▶ Extrait
══════════

Ia E : Il est désormais inimaginable que cette crise puisse être résolue de manière institutionnelle, pacifique et légale. Notre pays est le théâtre d'une confrontation à grande échelle entre le peuple et le gouvernement...
LN : L'escalade est évidente. Le gouvernement est entré dans une logique de surveillance, de descentes de police et de répression brutale. Mais cela n'a dissuadé personne de descendre dans la rue. Le mouvement exige maintenant, non pas de nouvelles élections, mais le départ du gouvernement lui-même, et ce dès maintenant. Le sentiment général est que c'est nous ou eux. Le mouvement a atteint un point de bascule et nous verrons s'il s'intensifie au point de remettre en question la capacité du Rêve géorgien à gouverner.
En ce qui concerne les similitudes avec le Maïdan ukrainien, paradoxalement, c'est le Rêve géorgien qui reprend le scénario du Maïdan, qu'il s'agisse d'annuler les négociations avec l'UE comme l'avait fait Ianoukovitch, d'interdire les masques ou de mobiliser les voyous dans les rues. Ils semblent incapables de comprendre que le soulèvement actuel n'est rien d'autre qu'une tentative de « Maïdanisation » de la Géorgie par ses ennemis internes et externes. Cette obsession de Maïdan pourrait être l'une des raisons pour lesquelles le gouvernement a lamentablement échoué à comprendre - et à réprimer - ces protestations.
Lela Rekhviashvili : Le Rêve géorgien a également usé et abusé de l'insurrection de Maïdan pour effrayer les gens et les dissuader de protester. Ils ont dit que si l'on défie l'État de cette manière, la Russie interviendra et nous nous retrouverons envahis, occupés et en guerre comme l'Ukraine. Ils ont fait cela tout au long de la campagne électorale.

══════════

▶ Consigne A
Repérez dans la liste ci-dessous chaque ligne qui contient le mot « player » et recopiez-la. Tenez compte de la casse.

Enregistrements issus d'un jeu d'étiquetage par points:
══════════

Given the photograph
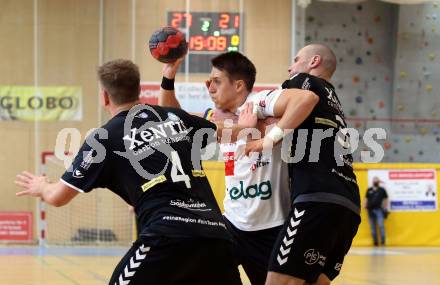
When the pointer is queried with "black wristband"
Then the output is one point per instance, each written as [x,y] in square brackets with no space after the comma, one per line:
[167,84]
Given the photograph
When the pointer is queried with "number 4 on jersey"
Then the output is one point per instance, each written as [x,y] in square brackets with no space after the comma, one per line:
[177,167]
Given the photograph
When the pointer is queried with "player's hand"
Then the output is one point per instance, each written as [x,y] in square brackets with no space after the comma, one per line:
[32,184]
[248,116]
[169,70]
[220,116]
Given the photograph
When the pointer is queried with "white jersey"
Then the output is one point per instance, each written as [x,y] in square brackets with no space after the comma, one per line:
[257,189]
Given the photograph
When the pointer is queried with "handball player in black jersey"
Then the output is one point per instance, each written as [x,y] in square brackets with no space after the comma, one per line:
[150,157]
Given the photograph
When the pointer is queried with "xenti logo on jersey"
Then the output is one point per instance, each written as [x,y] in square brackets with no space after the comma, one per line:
[262,191]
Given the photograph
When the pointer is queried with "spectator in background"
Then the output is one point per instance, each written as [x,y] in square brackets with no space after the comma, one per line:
[377,206]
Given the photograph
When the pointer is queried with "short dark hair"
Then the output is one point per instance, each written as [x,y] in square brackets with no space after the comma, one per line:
[121,79]
[237,67]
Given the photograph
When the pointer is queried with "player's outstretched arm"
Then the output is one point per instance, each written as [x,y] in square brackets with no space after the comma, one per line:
[56,194]
[167,96]
[293,107]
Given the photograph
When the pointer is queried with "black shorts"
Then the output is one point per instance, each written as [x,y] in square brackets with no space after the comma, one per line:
[314,240]
[252,249]
[177,261]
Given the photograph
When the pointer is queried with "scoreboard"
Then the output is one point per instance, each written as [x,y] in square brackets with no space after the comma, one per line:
[209,34]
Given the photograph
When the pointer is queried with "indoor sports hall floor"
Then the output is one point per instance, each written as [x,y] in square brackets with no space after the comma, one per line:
[93,266]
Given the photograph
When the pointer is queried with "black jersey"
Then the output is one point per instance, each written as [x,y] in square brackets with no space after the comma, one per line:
[152,161]
[325,172]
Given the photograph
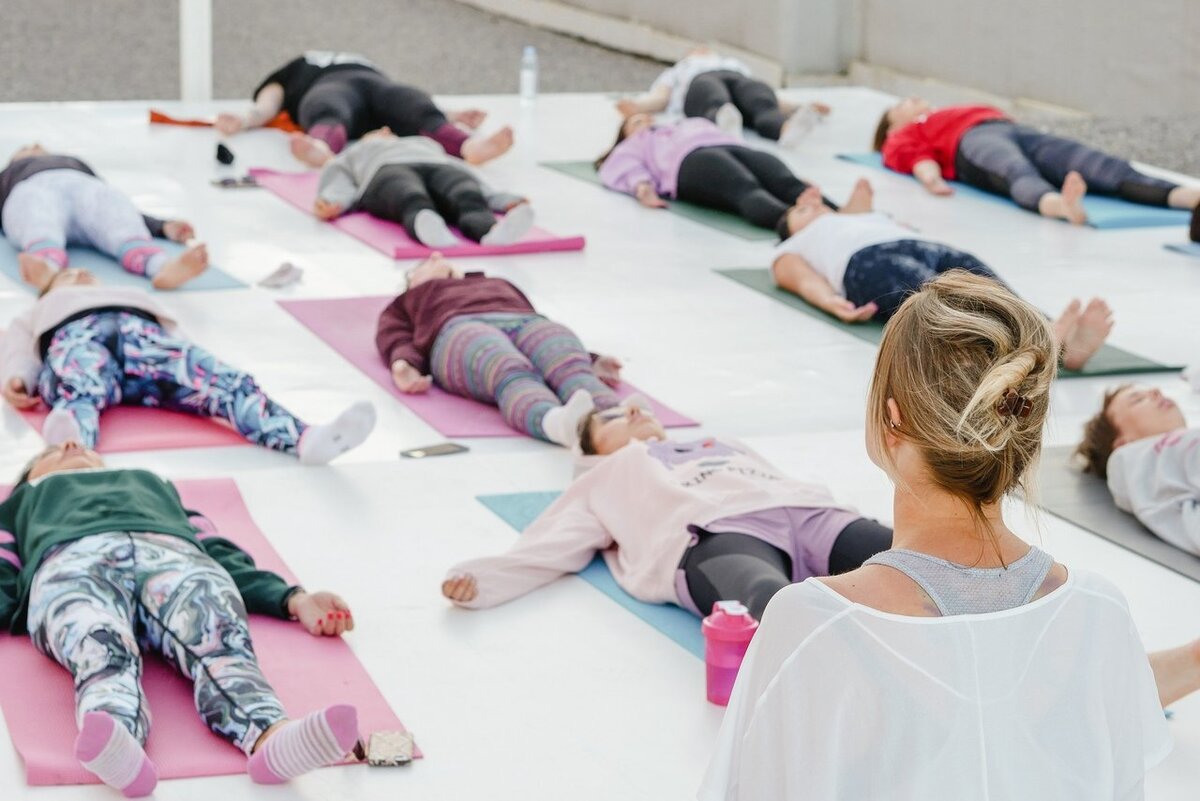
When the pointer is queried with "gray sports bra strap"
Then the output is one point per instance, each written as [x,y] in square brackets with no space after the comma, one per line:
[960,590]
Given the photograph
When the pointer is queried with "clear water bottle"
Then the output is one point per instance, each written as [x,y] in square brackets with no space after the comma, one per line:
[528,74]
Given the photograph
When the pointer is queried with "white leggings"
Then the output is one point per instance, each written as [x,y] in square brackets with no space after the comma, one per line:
[51,210]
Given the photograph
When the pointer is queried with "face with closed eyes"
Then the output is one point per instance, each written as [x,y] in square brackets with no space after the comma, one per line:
[1141,411]
[67,456]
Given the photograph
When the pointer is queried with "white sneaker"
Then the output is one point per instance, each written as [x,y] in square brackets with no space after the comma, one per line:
[511,227]
[729,119]
[432,230]
[562,423]
[322,444]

══════════

▶ Consigne B
Selon LN dans l'extrait, qu'exige désormais le mouvement ?

▶ Corrigé A
When the pointer is queried with "player's hand"
When the pointer is queried with "handball player in black jersey"
When the pointer is queried with "player's outstretched arm"

▶ Corrigé B
Le mouvement n'exige pas de nouvelles élections. Il exige le départ du gouvernement lui-même, dès maintenant.